The first important clue came in an email I received from a reader who lives in Boston:
“Just returned from a miserable flight from Boston to Houston on United in ‘First Class’ aboard a Boeing 737-MAX—never again, truly horrible and uncomfortable. Returned on JetBlue in coach, on an Airbus A220, much more comfortable and 75 percent less expensive. Won’t do a 737 again when I can avoid it.”
Coming at a moment when more Americans than ever are enduring that nemesis of pleasure in travel—a seat in coach—there was a lot to unpack from this one experience.
First, we’re so used to our lives being improved by generational technical upgrades that happen relatively fast, as with broadband internet and smartphones, that it’s valid to wonder why that’s not true in the rear of airplane cabins. The rest of the airplane has been transformed in several decades—cockpit automation that has made flying much safer, rapid evolution of engines that makes them far more efficient and environmentally tolerable. But coach remains basically a tube with as many seats jammed into it as possible. For many it’s going to remain that way for years to come.
☆ ☆ ☆ ☆ ☆ ☆ ☆
**WHAT TO WORK ON**
1. Name every company mentioned in the passage on airplane coach seating.
2. Translate this sentence from the passage on airplane coach seating into Spanish: "But coach remains basically a tube with as many seats jammed into it as possible."
3. Continue the passage on airplane coach seating from its last sentence.
☆ ☆ ☆ ☆ ☆ ☆ ☆
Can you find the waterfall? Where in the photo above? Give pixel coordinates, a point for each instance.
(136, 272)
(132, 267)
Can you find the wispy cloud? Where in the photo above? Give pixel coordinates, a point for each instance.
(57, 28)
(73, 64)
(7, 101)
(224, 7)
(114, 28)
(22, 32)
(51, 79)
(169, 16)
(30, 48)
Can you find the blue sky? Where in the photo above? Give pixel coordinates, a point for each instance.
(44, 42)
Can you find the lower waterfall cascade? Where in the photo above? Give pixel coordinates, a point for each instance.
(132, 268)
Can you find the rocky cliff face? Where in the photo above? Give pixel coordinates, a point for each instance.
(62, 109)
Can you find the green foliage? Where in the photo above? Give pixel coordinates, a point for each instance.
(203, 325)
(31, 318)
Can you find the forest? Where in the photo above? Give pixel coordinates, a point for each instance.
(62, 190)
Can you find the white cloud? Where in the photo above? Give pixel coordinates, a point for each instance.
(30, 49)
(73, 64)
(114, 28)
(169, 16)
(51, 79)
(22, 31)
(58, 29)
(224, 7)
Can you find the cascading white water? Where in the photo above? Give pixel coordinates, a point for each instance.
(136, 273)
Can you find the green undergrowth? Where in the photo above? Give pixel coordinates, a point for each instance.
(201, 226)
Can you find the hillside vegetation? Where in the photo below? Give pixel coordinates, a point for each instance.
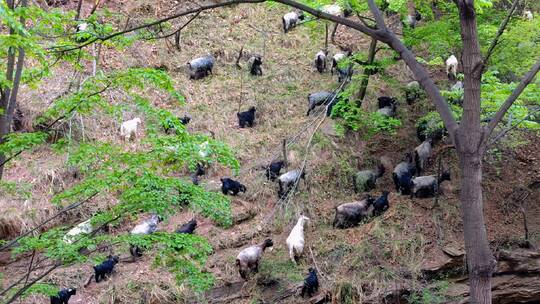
(412, 253)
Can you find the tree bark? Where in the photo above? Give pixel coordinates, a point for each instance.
(480, 261)
(469, 138)
(367, 71)
(8, 99)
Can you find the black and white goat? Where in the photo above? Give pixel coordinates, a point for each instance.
(287, 180)
(291, 19)
(351, 214)
(295, 240)
(248, 259)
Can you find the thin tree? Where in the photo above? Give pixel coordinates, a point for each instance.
(8, 95)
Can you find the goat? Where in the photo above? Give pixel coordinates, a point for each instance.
(412, 92)
(451, 67)
(246, 118)
(248, 259)
(427, 186)
(311, 283)
(389, 111)
(336, 10)
(256, 63)
(128, 129)
(201, 67)
(350, 214)
(365, 180)
(295, 241)
(188, 227)
(272, 171)
(81, 228)
(381, 204)
(317, 99)
(403, 174)
(288, 179)
(291, 19)
(63, 296)
(105, 268)
(230, 186)
(336, 59)
(320, 61)
(148, 226)
(422, 155)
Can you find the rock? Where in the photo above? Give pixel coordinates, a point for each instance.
(516, 279)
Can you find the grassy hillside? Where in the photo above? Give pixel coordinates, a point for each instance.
(381, 257)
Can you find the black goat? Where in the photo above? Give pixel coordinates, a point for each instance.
(230, 186)
(246, 118)
(63, 296)
(105, 268)
(381, 204)
(188, 227)
(385, 101)
(272, 171)
(256, 63)
(311, 283)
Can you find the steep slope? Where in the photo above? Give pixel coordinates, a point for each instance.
(385, 255)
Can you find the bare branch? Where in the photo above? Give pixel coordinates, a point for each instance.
(500, 31)
(314, 12)
(70, 207)
(379, 18)
(510, 101)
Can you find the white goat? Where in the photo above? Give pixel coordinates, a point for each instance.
(81, 228)
(295, 241)
(248, 259)
(451, 66)
(129, 128)
(528, 15)
(146, 227)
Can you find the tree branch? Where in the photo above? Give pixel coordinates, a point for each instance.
(510, 128)
(70, 207)
(312, 11)
(510, 101)
(500, 31)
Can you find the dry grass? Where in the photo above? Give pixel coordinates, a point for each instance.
(371, 256)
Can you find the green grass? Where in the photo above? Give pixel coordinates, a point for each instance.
(279, 266)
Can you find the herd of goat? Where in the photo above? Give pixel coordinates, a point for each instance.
(406, 175)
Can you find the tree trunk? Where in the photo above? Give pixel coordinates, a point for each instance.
(469, 138)
(368, 71)
(480, 261)
(8, 98)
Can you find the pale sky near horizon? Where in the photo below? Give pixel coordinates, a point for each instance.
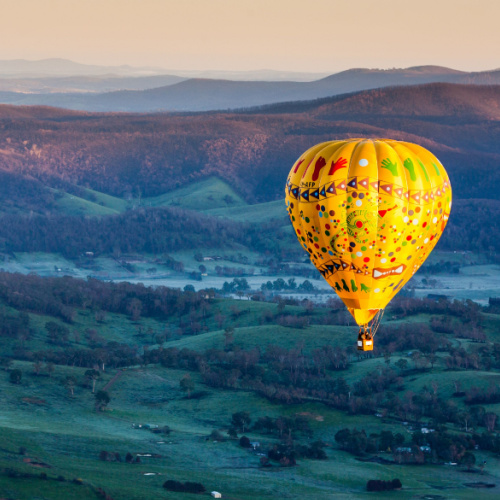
(307, 35)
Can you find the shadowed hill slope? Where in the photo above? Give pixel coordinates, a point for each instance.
(124, 154)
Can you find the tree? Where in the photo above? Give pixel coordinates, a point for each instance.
(50, 368)
(187, 385)
(92, 375)
(228, 336)
(102, 399)
(240, 420)
(402, 364)
(37, 366)
(468, 460)
(58, 334)
(69, 383)
(16, 376)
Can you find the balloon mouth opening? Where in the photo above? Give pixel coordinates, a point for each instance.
(363, 316)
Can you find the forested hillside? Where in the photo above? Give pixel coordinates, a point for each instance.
(147, 155)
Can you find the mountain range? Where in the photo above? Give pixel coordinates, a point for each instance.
(179, 93)
(135, 155)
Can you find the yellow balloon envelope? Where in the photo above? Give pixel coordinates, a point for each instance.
(368, 212)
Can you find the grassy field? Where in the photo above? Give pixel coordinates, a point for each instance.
(67, 434)
(208, 194)
(63, 435)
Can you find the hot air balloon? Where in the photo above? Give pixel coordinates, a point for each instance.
(368, 212)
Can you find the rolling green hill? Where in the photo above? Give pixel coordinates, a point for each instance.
(208, 194)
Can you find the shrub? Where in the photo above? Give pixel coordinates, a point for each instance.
(188, 486)
(379, 485)
(245, 442)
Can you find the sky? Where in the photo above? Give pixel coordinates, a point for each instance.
(287, 35)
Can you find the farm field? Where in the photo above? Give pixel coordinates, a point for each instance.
(66, 435)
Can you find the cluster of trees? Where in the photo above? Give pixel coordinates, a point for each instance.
(380, 485)
(107, 456)
(187, 487)
(280, 285)
(436, 446)
(61, 296)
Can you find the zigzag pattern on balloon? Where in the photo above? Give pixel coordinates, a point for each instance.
(312, 195)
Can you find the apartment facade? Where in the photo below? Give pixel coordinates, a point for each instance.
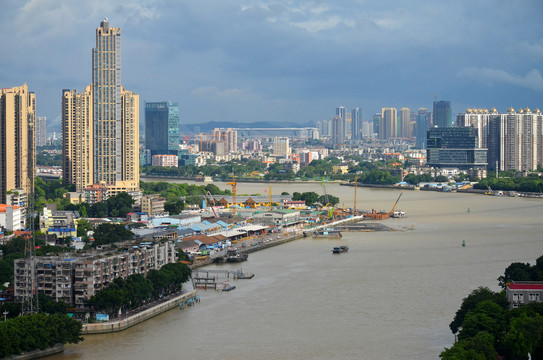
☆ ☆ ☆ ☆ ☆ ☆ ☆
**ANSWERS TO THE EXERCISES**
1. United, JetBlue, Boeing, Airbus

2. Pero la clase turista sigue siendo básicamente un tubo con tantos asientos metidos en él como sea posible.

3.
Only two airplanes flying on regular domestic routes in the U.S. have cabins that were from the beginning designed to use the latest technology to enhance the comfort of flying: one is the Boeing 787 Dreamliner and the other is the above-mentioned Airbus A220. The Dreamliner, much liked by passengers, is a twin-aisle widebody used for the longest, transcontinental routes, while the smaller A220 is just becoming common enough on shorter routes to be a game changer.
Neither Boeing nor Airbus planned it that way. The A220 began its life in Canada, conceived and built by a company named Bombardier. The designers had a simple mission: build a new single-aisle jet that passengers might actually love, give it a cabin climate with notably less dry air, as well as making it very quiet, and—this was the clincher—making it wide enough for only five seats per row, split three/two, so that no airline could jam six seats into a row.
They succeeded on all counts, but as the first jets began reaching the airlines Bombardier ran out of money. That was music to the ears of Boeing, who, from the start, had correctly judged that the airplane might make serious inroads into the market for shorter-range single-aisle jets that they had dominated for decades with their 737—a jet designed in the 1960s that became a world favorite of budget airlines with the sardine-can approach to seating.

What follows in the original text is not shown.